**Consigne 1**
Répondez brièvement aux questions suivantes d'après la source ci-dessous.
(a) Quel article du code civil décharge les constructeurs de leurs responsabilités après dix ans à compter de la réception des travaux ?
(b) Comment la source qualifie-t-elle ce délai de dix ans ?
(c) En quelle qualité la Sma Sa appelle-t-elle en garantie la société Allianz Iard ?
**Consigne 2**
Recopiez fidèlement le passage de la source ci-dessous qui commence par « Au regard du » et se poursuit jusqu'à « lors sans objet. ».

**Source**
+ + + +

Au regard du dispositif des dernières conclusions de la Sma Sa la cour n'est pas davantage saisie d'un appel incident sur la disposition du jugement entrepris par laquelle le premier juge a débouté la Sma Sa de son recours à l'encontre de la société Axa France Iard, en tant qu'assureur de M. [F] [J]. Les prétentions de Axa France Iard tendant à la confirmation de ce débouté non frappé d'appel et à sa mise hors de cause se trouvent dès lors sans objet.
2°/ Sur la recevabilité de l'appel en garantie diligenté par la Sma Sa à l'encontre de la société Allianz Iard en sa qualité d'assureur de la société Soteba
Selon les dispositions de l'article 1792-4-1 du code civil, toute personne physique ou morale dont la responsabilité peut être engagée en vertu des articles 1792 à 1792-4 du présent code est déchargée des responsabilités et garanties pesant sur elle, en application des articles 1792 à 1792-2, après dix ans à compter de la réception des travaux ou, en application de l'article 1792-3, à l'expiration du délai visé à cet article. Ce délai de dix ans est un délai d'épreuve, de forclusion.
Selon celles de l'article L 242-1 du code des assurances, l'assurance dommages-ouvrage garantit, en dehors de toute recherche des responsabilités, le paiement de la totalité des travaux de réparation des dommages de la nature de ceux dont sont responsables les constructeurs au sens de l'article 1792-1, sur le fondement de l'article 1792 du code civil.

+ + + +

**Données brutes**
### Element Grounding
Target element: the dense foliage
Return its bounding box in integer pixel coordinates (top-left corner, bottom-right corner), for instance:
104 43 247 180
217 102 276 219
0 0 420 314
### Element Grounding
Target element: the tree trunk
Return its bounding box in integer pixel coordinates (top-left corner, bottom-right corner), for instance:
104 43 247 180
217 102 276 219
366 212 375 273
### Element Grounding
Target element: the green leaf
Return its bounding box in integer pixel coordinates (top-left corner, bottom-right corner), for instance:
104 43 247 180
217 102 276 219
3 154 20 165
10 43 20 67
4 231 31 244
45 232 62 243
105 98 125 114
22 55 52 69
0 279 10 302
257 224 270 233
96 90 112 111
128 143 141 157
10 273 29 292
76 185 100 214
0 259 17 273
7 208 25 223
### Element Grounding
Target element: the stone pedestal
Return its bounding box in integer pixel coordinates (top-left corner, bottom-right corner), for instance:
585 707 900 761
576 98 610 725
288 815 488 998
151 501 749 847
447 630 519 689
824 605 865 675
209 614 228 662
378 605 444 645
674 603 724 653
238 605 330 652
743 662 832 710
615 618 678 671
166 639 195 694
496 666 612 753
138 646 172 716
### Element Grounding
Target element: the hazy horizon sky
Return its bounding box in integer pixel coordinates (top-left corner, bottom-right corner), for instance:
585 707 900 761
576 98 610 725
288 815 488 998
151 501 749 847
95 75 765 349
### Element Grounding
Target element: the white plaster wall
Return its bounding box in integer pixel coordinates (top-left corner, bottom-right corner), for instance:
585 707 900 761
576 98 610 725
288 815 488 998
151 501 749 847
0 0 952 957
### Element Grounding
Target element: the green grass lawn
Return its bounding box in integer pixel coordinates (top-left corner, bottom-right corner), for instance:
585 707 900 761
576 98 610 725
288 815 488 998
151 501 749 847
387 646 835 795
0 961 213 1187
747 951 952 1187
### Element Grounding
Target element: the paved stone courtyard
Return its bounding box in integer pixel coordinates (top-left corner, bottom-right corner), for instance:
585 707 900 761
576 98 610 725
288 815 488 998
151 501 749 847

+ + + +

**Réponse finale 1**
(a) L'article 1792-4-1 du code civil.
(b) C'est un délai d'épreuve, de forclusion.
(c) En sa qualité d'assureur de la société Soteba.

**Réponse finale 2**
Au regard du dispositif des dernières conclusions de la Sma Sa la cour n'est pas davantage saisie d'un appel incident sur la disposition du jugement entrepris par laquelle le premier juge a débouté la Sma Sa de son recours à l'encontre de la société Axa France Iard, en tant qu'assureur de M. [F] [J]. Les prétentions de Axa France Iard tendant à la confirmation de ce débouté non frappé d'appel et à sa mise hors de cause se trouvent dès lors sans objet.